• [SOURCE DOCUMENT]
————————
The distinction between expert systems and large language models is not really a question of which is more advanced. It is a question of what each is designed to do well, and more importantly, what regulated businesses are actually responsible for delivering.
Expert systems sit at the high-value end of the operational spectrum. When an insurer calculates an excess, applies a coverage condition, or determines whether a treatment falls within a prior authorisation protocol, the outcome is not a suggestion. It is a decision with legal, financial, and regulatory consequences. The customer receives a concrete outcome: a payment, a denial, an approval, a referral. The business is accountable for that outcome, and regulators expect to be able to audit the reasoning behind it. This is exactly the territory where rule-based deterministic logic excels. It is precise, consistent, traceable, and it executes a process rather than approximating one. Speed and accuracy at this layer directly affect the customer experience and the business's exposure. Getting it right is not optional.
Large language models occupy a different register entirely. The requests they handle well are those that do not require a decision: a customer asking what their policy covers, a claimant asking what happens next, a patient asking whether a referral has been received. These are communication tasks, not process tasks. The model produces a word answer, a summary, a pointer in the right direction. It is not giving advice in any regulated sense. It is not executing a transaction. It is not binding, a policy, a settlement, or an approval of treatment. It is answering a question in natural language, and doing so at a volume and a consistency that no human team could match for the same cost.
The critical distinction, and one that is often glossed over in AI strategy discussions, is that LLMs rarely execute processes in regulated contexts, and for good reason. A language model that drafts a response or summarises a document operates at the periphery of the value chain, where tolerance for imprecision is higher, and the consequences of an error are recoverable. A system that triggers a payment, applies a policy exclusion, or issues a clinical recommendation is operating at its core, where precision is non-negotiable, and the consequences of an error are not. Conflating the two, or assuming that because a model handles the former well it can be trusted with the latter, is one of the more common and more costly mistakes in regulated AI deployment.
The practical implication is straightforward. Customer service queries, free-text triage, document summarisation, and first-response communication are genuine and growing use cases for generative AI in regulated businesses. They reduce handling time, improve accessibility, and free up skilled people for the judgement-intensive work that actually requires them. But the moment a process needs to produce an outcome that the business stands behind, a deterministic system should drive it, with the language model, if present at all, playing a supporting role in how that outcome is communicated rather than in how it is reached.
————————
• [EXTRACTED ENTRIES]
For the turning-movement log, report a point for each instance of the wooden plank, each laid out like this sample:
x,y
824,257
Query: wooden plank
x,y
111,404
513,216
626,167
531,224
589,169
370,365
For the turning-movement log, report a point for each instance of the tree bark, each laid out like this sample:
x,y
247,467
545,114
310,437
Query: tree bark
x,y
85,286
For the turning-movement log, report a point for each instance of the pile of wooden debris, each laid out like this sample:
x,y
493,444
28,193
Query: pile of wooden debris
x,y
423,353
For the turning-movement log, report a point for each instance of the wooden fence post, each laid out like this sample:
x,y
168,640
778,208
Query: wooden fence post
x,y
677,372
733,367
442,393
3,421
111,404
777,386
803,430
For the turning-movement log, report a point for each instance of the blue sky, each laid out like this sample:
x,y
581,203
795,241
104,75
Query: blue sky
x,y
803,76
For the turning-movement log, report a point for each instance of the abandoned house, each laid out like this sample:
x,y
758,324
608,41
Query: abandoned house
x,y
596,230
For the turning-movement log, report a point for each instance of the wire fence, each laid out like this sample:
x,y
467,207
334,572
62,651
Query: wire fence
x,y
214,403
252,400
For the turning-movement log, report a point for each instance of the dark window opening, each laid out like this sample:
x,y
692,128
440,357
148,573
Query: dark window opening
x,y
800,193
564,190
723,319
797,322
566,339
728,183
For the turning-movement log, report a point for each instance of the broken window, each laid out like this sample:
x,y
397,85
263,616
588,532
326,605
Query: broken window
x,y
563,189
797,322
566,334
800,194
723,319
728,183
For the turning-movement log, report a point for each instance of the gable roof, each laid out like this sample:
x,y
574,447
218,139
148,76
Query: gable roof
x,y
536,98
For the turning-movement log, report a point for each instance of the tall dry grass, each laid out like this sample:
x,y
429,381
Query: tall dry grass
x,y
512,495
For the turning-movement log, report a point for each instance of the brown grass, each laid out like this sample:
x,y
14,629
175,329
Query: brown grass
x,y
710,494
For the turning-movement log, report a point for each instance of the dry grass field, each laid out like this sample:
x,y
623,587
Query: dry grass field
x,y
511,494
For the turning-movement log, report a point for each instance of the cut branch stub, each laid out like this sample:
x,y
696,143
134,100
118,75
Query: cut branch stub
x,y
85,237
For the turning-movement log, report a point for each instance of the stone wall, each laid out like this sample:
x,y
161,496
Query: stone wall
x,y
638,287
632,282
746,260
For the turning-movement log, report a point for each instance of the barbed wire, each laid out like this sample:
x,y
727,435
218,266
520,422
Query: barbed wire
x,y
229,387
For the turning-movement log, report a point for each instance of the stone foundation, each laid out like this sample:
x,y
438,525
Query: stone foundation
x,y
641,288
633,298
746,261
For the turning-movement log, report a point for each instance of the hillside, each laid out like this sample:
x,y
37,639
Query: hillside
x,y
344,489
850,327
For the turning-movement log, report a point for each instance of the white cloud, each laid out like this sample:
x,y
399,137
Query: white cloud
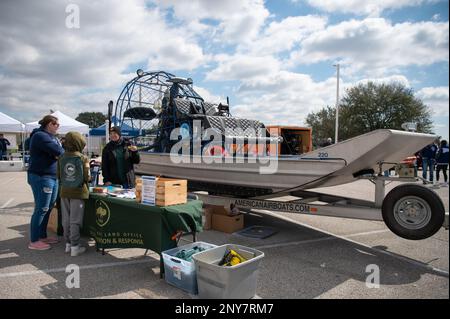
————————
• [TASKS TO CARRY OUT]
• A. List the use cases for generative AI in regulated businesses named in the excerpt on expert systems and language models.
• B. Print the stretch of the excerpt on expert systems and language models from "The practical implication" through "it is reached.".
The rows play no part in this work.

• [SOLUTIONS IN ORDER]
• A.
- Customer service queries
- Free-text triage
- Document summarisation
- First-response communication

• B.
The practical implication is straightforward. Customer service queries, free-text triage, document summarisation, and first-response communication are genuine and growing use cases for generative AI in regulated businesses. They reduce handling time, improve accessibility, and free up skilled people for the judgement-intensive work that actually requires them. But the moment a process needs to produce an outcome that the business stands behind, a deterministic system should drive it, with the language model, if present at all, playing a supporting role in how that outcome is communicated rather than in how it is reached.